--- Start of Supplied material ---

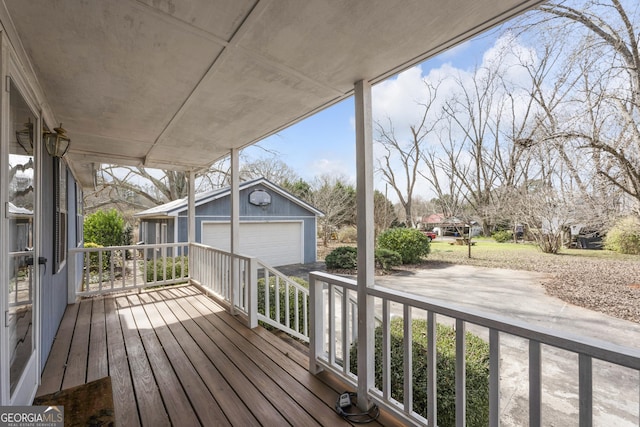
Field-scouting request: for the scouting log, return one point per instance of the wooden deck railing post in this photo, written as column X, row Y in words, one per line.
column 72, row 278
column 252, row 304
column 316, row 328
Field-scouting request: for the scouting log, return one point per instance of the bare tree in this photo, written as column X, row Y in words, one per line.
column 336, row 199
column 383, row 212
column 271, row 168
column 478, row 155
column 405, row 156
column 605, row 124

--- End of Supplied material ---
--- Start of Supplied material ---

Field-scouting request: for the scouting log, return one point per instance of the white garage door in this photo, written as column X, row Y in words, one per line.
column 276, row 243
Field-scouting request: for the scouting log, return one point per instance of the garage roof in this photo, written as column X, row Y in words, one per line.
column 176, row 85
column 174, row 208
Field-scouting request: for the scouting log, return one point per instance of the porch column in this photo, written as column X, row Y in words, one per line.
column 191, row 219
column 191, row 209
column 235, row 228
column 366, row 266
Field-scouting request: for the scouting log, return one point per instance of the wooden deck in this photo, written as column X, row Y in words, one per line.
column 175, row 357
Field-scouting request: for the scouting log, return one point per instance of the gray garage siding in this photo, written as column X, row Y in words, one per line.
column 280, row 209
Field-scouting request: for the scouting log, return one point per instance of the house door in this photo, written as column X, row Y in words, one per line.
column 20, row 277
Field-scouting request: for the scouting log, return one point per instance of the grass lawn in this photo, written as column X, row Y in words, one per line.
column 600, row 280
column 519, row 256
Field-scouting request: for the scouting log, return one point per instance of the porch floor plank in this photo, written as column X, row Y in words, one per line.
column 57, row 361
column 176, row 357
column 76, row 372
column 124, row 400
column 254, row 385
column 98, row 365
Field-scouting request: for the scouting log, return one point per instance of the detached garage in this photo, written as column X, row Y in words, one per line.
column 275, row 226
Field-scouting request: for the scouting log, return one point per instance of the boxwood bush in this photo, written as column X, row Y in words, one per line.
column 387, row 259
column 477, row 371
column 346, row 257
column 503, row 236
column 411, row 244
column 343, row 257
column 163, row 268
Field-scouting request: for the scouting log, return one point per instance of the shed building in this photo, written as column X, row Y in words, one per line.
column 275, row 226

--- End of Supplied material ---

Copy out everything from the line containing "wooden deck railing" down to the line containing "column 605, row 124", swapping "bare tree" for "leafless tree" and leaving all else unchanged.

Field-scouting request: for the scouting log, return one point per instance of the wooden deck railing post in this photo, written as column X, row Y in words, one per line.
column 72, row 278
column 252, row 304
column 316, row 328
Field-scouting request: for the scouting log, return one point per instance of the leafless tree in this photo, written as column X, row Y in words, one per line.
column 336, row 199
column 383, row 212
column 271, row 168
column 478, row 155
column 405, row 156
column 605, row 124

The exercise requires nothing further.